> [Work to complete]:
A: In the post about revisiting old Nintendo games, which game did the writer actually own at home?
B: Repeat word for word the part of the post about revisiting old Nintendo games starting at "The first few" and ending at "the water game.".

> [Text to read]:
-- -- --

The first few tries I made at the old game showed that I’d lost any skills I once might have had with it. I just right sucked at it. But after a few minutes, and about half a dozen deaths, I managed to make my way in the world. Soon Calfgrit7 (he turned 8 yesterday, but that’s another post, tomorrow) noticed my game and left his little brother to float around in the water game.

CG7 asked to play and I let him. I told him the object of the game and how the controller worked, and he took right into it. It took him less time to get the hang of the game than it did me to get back into the hang. He was stomping Goombas and Koopa Troopas left and right.

Once I saw how impressed he was with the old game, I told him that I had this game at home. He was immediately interested. “Really!? Can we play it!?”

So when we got home that night, after baths were finished and pajamas were on, I took out my old Super Nintendo and plugged it into our TV. I was mistaken when I told CG7 I had Super Mario Bros. I have Super Mario Kart — but that’s even better for our situation. With SMK, both boys can play at the same time instead of waiting for turns.

I explained the game and controls to both boys and let them loose on the first basic race track. They *loved* it! At first, though, CG7 was frustrated with figuring out how to drive the karts on the track. He moaned and complained “Why can’t I get off this wall? Why am I going the wrong way?”

-- -- --

> [Dataset rows]:

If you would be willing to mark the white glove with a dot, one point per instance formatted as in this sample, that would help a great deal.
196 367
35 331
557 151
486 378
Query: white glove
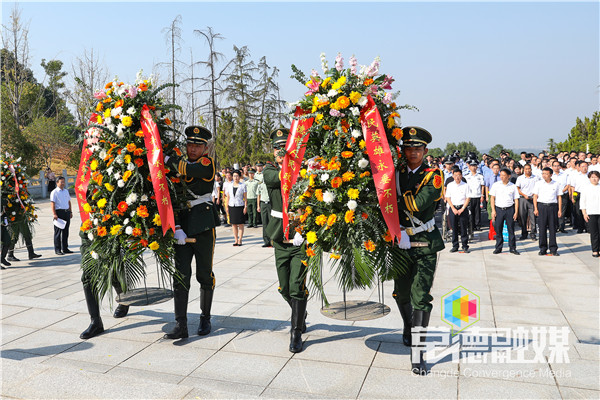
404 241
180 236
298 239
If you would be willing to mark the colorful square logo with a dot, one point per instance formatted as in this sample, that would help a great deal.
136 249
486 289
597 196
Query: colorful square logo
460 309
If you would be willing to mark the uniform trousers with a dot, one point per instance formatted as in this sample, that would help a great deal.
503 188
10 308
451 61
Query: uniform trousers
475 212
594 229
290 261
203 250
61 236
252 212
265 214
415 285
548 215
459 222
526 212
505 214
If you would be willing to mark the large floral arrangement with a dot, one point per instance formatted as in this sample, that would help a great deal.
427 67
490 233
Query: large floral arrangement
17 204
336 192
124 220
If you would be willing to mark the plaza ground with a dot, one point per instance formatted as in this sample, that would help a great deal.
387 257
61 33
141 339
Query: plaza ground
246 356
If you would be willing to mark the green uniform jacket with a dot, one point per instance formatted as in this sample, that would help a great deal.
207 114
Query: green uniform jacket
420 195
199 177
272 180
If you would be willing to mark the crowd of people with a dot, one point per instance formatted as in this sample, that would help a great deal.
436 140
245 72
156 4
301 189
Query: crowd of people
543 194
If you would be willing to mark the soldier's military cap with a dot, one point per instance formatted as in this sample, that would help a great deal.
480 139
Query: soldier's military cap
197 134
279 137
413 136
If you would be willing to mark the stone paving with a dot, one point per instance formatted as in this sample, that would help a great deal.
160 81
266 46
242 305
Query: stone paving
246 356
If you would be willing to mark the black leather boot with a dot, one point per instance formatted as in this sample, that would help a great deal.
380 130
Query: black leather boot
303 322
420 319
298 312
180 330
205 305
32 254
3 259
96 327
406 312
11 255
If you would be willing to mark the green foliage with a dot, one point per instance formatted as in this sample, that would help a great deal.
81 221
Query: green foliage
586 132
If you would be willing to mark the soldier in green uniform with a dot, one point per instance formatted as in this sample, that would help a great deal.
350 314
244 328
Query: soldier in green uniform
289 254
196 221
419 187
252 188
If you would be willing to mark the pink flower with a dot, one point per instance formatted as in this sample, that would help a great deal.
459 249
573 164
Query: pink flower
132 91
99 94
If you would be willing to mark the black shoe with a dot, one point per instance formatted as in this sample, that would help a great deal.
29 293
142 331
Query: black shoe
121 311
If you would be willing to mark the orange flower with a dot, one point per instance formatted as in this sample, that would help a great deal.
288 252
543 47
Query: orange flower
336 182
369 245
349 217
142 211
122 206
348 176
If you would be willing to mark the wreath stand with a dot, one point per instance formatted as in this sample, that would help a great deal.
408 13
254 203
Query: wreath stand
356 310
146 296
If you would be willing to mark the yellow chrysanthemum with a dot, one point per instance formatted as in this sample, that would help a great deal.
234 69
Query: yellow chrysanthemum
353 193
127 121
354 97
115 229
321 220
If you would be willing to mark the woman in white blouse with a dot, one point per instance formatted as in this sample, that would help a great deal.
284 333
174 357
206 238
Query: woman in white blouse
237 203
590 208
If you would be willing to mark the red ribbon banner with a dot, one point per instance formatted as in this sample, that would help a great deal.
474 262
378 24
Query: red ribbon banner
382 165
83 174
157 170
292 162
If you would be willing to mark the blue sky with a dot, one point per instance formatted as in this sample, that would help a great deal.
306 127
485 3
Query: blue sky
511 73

-- -- --

> [Worked solutions]:
A: Super Mario Kart.

B:
The first few tries I made at the old game showed that I’d lost any skills I once might have had with it. I just right sucked at it. But after a few minutes, and about half a dozen deaths, I managed to make my way in the world. Soon Calfgrit7 (he turned 8 yesterday, but that’s another post, tomorrow) noticed my game and left his little brother to float around in the water game.